(What is needed): Rewrite every line of the rows below as one numbered list, and leave out any blank lines.

(Supplied material)

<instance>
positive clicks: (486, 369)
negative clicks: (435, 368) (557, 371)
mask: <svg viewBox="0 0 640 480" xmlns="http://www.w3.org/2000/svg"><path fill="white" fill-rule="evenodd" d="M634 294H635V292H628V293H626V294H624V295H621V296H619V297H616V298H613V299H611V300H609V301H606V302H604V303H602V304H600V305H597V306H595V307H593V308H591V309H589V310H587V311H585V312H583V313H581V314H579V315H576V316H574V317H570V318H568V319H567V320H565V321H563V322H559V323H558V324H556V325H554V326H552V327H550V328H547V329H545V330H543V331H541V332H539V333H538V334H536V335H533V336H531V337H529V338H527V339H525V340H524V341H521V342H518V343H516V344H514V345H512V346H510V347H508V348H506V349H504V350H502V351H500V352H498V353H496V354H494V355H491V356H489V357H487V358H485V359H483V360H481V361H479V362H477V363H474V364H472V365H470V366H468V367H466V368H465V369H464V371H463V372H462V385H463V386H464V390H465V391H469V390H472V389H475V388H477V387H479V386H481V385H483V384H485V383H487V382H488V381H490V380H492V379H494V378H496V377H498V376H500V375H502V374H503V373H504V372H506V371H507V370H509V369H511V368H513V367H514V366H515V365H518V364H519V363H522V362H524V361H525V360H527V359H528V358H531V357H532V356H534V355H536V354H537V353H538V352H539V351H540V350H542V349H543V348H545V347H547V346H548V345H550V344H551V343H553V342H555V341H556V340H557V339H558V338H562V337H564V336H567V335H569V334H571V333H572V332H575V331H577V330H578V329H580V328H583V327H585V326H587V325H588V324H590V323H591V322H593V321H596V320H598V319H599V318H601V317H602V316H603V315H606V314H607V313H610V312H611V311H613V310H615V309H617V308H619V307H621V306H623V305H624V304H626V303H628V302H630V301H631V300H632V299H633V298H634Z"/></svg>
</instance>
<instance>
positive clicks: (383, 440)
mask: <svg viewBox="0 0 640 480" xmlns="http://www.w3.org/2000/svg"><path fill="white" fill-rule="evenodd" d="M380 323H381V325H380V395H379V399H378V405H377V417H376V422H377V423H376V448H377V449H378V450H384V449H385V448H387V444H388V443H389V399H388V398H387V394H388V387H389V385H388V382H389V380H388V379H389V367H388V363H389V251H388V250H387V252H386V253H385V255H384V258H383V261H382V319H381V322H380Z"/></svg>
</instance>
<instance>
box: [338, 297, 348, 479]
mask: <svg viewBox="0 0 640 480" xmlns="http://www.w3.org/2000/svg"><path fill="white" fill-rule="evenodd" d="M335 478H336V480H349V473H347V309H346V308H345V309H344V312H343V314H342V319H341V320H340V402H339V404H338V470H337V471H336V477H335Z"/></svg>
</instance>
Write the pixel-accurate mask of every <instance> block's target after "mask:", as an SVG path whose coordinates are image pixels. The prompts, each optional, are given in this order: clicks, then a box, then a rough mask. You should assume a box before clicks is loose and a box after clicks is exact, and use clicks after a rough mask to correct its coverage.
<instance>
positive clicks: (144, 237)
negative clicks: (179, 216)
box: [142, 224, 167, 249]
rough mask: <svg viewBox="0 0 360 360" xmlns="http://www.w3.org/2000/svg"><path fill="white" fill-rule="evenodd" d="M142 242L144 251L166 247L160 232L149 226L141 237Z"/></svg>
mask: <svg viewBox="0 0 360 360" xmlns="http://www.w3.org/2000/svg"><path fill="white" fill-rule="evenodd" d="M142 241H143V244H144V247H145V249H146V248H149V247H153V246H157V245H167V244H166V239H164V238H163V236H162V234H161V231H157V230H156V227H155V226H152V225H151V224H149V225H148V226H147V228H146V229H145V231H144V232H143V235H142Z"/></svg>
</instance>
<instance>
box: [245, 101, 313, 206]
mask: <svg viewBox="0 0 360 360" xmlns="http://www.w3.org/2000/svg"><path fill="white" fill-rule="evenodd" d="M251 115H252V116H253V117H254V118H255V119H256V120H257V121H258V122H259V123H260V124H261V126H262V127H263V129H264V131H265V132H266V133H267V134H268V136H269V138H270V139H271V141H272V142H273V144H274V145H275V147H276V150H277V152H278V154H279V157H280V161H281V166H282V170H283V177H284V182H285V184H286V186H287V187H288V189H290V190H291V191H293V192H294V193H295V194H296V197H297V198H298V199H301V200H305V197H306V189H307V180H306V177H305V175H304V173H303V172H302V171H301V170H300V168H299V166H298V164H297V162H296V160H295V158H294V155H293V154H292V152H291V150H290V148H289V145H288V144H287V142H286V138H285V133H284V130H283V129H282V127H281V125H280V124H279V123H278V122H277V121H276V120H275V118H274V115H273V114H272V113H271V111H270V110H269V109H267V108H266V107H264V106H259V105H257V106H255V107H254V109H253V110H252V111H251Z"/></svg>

(End Supplied material)

(Solution for this task):
1. <instance>
2. positive clicks: (486, 369)
3. negative clicks: (435, 368) (557, 371)
4. mask: <svg viewBox="0 0 640 480" xmlns="http://www.w3.org/2000/svg"><path fill="white" fill-rule="evenodd" d="M634 294H635V292H628V293H626V294H624V295H621V296H619V297H616V298H613V299H611V300H609V301H606V302H604V303H602V304H600V305H597V306H595V307H593V308H591V309H589V310H587V311H585V312H583V313H581V314H579V315H576V316H574V317H570V318H568V319H567V320H565V321H563V322H559V323H558V324H556V325H554V326H552V327H550V328H547V329H545V330H543V331H541V332H539V333H538V334H536V335H533V336H531V337H529V338H527V339H525V340H524V341H521V342H518V343H516V344H514V345H512V346H510V347H508V348H506V349H504V350H502V351H500V352H498V353H496V354H494V355H491V356H489V357H487V358H485V359H483V360H481V361H479V362H477V363H474V364H472V365H470V366H468V367H466V368H465V369H464V371H463V372H462V385H463V386H464V390H465V391H469V390H472V389H475V388H477V387H479V386H481V385H483V384H485V383H487V382H488V381H490V380H492V379H494V378H496V377H498V376H500V375H502V374H503V373H504V372H506V371H507V370H509V369H511V368H513V367H514V366H515V365H518V364H519V363H522V362H524V361H525V360H527V359H528V358H531V357H532V356H534V355H536V354H537V353H538V352H539V351H540V350H542V349H543V348H545V347H547V346H548V345H550V344H551V343H553V342H555V341H556V340H557V339H558V338H562V337H564V336H567V335H569V334H571V333H572V332H575V331H577V330H578V329H580V328H583V327H585V326H587V325H588V324H590V323H591V322H593V321H596V320H598V319H599V318H601V317H602V316H603V315H606V314H607V313H610V312H611V311H613V310H615V309H617V308H619V307H621V306H623V305H624V304H626V303H628V302H630V301H631V300H632V299H633V298H634Z"/></svg>
5. </instance>
6. <instance>
7. positive clicks: (383, 440)
8. mask: <svg viewBox="0 0 640 480" xmlns="http://www.w3.org/2000/svg"><path fill="white" fill-rule="evenodd" d="M380 323H381V325H380V395H379V399H378V405H377V417H376V422H377V423H376V448H377V449H378V450H384V449H385V448H387V444H388V443H389V399H388V398H387V394H388V387H389V385H388V382H389V380H388V379H389V367H388V363H389V251H388V250H387V252H386V253H385V255H384V258H383V261H382V319H381V322H380Z"/></svg>
9. </instance>
10. <instance>
11. box: [338, 297, 348, 479]
12. mask: <svg viewBox="0 0 640 480" xmlns="http://www.w3.org/2000/svg"><path fill="white" fill-rule="evenodd" d="M335 478H336V480H349V473H347V309H346V308H345V309H344V312H343V314H342V319H341V320H340V402H339V404H338V470H337V471H336V477H335Z"/></svg>
13. </instance>
14. Write the pixel-accurate mask of every <instance> block's target after "mask:", as an SVG path whose coordinates are image pixels. The prompts, each optional, are given in this order: clicks, then a box, then a rough mask. You should assume a box before clicks is loose and a box after clicks is exact, and use clicks after a rough mask to correct its coverage.
15. <instance>
16. positive clicks: (144, 237)
17. negative clicks: (179, 216)
18. box: [142, 224, 167, 249]
19. rough mask: <svg viewBox="0 0 360 360" xmlns="http://www.w3.org/2000/svg"><path fill="white" fill-rule="evenodd" d="M142 242L144 251L166 247L160 232L149 226L141 237Z"/></svg>
20. mask: <svg viewBox="0 0 360 360" xmlns="http://www.w3.org/2000/svg"><path fill="white" fill-rule="evenodd" d="M142 241H143V244H144V247H145V249H146V248H149V247H153V246H157V245H167V244H166V239H164V238H163V236H162V234H161V231H157V230H156V227H155V226H152V225H151V224H149V225H148V226H147V228H146V229H145V231H144V232H143V235H142Z"/></svg>
21. </instance>
22. <instance>
23. box: [245, 101, 313, 206]
24. mask: <svg viewBox="0 0 360 360" xmlns="http://www.w3.org/2000/svg"><path fill="white" fill-rule="evenodd" d="M251 115H252V116H253V117H254V118H255V119H256V120H257V121H258V122H259V123H260V124H261V126H262V127H263V129H264V131H265V132H266V133H267V134H268V136H269V138H270V139H271V141H272V142H273V144H274V145H275V147H276V150H277V152H278V154H279V157H280V161H281V166H282V170H283V177H284V182H285V184H286V186H287V187H288V189H290V190H291V191H293V192H294V193H295V194H296V197H297V198H298V199H301V200H305V197H306V189H307V180H306V177H305V175H304V173H303V172H302V171H301V170H300V168H299V166H298V164H297V162H296V160H295V158H294V155H293V154H292V152H291V150H290V148H289V145H288V144H287V142H286V138H285V133H284V130H283V129H282V127H281V125H280V124H279V123H278V122H277V121H276V120H275V118H274V115H273V114H272V113H271V111H270V110H269V109H267V108H266V107H264V106H259V105H257V106H255V107H254V109H253V110H252V111H251Z"/></svg>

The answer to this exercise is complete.